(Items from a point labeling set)
-------
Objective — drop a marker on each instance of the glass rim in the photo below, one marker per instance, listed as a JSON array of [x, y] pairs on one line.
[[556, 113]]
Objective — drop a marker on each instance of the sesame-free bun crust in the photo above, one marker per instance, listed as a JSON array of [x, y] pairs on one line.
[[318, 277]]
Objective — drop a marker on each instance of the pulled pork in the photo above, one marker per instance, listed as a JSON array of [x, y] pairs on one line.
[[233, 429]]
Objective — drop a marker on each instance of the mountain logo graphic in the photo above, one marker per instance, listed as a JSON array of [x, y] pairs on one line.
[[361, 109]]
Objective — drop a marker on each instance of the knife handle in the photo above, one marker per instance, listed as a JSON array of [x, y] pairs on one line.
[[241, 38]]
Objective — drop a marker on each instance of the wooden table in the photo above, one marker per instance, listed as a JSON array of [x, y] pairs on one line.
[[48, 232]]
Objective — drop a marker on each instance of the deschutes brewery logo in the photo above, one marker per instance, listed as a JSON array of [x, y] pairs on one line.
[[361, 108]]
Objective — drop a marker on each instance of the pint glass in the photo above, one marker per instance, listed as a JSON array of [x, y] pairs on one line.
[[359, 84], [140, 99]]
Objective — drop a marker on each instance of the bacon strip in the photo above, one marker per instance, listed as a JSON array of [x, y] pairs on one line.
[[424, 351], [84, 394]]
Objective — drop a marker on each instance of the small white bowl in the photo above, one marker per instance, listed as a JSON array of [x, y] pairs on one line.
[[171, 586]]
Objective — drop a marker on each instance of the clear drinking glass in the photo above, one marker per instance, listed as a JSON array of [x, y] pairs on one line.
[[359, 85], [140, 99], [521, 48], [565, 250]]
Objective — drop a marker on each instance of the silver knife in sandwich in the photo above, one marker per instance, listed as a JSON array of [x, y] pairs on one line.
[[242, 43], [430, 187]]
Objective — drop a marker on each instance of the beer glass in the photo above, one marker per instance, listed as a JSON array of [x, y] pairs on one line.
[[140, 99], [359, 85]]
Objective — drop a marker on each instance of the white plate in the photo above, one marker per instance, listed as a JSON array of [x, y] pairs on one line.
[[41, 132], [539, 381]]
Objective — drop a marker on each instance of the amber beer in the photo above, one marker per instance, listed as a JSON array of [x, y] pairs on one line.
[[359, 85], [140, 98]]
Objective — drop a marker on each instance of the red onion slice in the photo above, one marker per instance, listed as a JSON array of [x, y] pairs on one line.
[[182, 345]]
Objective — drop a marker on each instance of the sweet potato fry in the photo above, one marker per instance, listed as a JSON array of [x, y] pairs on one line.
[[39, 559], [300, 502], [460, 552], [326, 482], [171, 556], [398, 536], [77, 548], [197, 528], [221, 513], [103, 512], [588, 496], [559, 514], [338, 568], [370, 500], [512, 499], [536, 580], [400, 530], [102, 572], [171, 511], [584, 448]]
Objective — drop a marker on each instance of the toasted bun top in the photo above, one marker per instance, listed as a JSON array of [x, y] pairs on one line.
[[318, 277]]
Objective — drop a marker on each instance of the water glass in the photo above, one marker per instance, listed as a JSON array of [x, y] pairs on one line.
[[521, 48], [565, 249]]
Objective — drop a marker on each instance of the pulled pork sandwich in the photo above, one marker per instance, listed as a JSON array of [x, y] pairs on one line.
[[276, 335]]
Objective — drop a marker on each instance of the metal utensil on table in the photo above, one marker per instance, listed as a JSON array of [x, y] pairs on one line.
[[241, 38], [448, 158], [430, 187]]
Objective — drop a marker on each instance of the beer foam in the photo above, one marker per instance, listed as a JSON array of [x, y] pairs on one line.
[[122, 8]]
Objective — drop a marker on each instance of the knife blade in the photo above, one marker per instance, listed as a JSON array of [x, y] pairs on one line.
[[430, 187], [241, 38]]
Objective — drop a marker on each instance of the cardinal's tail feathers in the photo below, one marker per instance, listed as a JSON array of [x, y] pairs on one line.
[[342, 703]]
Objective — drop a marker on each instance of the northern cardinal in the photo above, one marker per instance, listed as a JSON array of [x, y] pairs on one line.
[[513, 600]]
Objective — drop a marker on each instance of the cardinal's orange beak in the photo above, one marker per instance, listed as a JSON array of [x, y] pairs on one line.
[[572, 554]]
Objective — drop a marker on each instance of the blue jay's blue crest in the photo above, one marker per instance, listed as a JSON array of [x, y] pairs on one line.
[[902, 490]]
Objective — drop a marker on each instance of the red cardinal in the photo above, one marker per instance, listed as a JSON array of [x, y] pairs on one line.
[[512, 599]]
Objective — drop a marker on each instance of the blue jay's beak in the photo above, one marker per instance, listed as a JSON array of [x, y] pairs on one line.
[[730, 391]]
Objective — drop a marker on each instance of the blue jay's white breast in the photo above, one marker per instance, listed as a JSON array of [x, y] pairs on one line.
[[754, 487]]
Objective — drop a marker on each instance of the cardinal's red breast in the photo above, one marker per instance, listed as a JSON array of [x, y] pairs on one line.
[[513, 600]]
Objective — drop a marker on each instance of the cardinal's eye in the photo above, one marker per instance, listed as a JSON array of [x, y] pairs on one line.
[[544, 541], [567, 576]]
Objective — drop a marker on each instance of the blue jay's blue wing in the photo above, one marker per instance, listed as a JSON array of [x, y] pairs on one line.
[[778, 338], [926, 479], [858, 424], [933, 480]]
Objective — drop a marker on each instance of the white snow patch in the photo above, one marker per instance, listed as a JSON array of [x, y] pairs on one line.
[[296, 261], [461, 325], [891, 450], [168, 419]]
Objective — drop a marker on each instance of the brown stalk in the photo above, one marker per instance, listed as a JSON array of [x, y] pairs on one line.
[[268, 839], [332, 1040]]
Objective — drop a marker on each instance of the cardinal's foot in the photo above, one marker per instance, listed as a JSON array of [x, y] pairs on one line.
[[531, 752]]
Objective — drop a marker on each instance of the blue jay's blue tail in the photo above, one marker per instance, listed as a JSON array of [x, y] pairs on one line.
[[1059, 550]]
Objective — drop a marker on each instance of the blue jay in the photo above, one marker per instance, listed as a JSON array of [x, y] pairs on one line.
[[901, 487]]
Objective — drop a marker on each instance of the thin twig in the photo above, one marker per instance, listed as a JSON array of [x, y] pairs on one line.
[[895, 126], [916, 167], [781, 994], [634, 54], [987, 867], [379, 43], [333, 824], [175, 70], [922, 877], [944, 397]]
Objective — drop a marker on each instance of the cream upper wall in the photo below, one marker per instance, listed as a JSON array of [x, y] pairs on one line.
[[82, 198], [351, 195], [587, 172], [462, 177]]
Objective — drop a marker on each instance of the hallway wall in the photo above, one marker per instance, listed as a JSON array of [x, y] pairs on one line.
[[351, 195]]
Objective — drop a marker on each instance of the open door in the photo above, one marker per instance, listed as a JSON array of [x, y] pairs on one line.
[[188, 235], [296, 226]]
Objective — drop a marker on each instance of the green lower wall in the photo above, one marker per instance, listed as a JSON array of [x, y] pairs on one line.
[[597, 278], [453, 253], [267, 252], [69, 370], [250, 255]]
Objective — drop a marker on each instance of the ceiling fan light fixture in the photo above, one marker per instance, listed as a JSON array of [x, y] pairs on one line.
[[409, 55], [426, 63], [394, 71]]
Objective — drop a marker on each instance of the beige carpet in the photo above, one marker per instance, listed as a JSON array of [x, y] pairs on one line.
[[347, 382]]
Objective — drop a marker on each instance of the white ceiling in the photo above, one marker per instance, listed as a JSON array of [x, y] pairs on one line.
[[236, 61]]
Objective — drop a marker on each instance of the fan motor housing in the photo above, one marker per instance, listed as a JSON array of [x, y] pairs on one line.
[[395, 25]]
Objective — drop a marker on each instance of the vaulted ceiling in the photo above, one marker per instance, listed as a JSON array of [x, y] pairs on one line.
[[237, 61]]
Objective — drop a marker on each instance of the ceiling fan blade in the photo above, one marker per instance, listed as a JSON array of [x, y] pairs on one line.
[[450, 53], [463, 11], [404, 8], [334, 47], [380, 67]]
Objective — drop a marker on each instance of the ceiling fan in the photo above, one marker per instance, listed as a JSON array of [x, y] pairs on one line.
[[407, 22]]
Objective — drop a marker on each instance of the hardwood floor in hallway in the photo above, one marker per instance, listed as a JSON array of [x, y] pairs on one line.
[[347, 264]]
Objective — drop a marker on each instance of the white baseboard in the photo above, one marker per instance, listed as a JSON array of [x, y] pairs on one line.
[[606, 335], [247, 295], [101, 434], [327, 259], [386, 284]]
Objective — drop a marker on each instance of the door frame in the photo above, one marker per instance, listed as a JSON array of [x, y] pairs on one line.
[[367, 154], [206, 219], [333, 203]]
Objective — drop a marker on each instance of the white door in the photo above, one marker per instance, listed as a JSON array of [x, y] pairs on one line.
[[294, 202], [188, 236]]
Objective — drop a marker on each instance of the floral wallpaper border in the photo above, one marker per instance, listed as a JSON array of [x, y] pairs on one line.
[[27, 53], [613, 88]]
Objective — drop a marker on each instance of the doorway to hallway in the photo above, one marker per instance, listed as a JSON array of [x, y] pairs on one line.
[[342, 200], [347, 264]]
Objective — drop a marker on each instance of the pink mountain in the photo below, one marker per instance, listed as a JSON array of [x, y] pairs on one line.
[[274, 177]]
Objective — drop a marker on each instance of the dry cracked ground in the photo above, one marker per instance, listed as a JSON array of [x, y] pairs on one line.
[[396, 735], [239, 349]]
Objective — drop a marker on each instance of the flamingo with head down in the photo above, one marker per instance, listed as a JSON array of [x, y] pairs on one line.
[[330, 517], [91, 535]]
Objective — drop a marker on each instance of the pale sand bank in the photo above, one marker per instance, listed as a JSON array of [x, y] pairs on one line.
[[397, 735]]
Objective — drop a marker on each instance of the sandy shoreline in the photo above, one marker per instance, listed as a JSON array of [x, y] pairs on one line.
-------
* _Directions_: Update the items from the line with "the beer glass" up to and including the line with "[[140, 99], [359, 85]]" by replacing "marker" with "pin" wherever it appears. Give those lines again with everything else unchanged.

* _Expected answer_:
Objective — drop a pin on each instance of the beer glass in the photo above, one pin per instance, listed as a JSON array of [x, y] pairs on one line.
[[140, 99], [359, 85]]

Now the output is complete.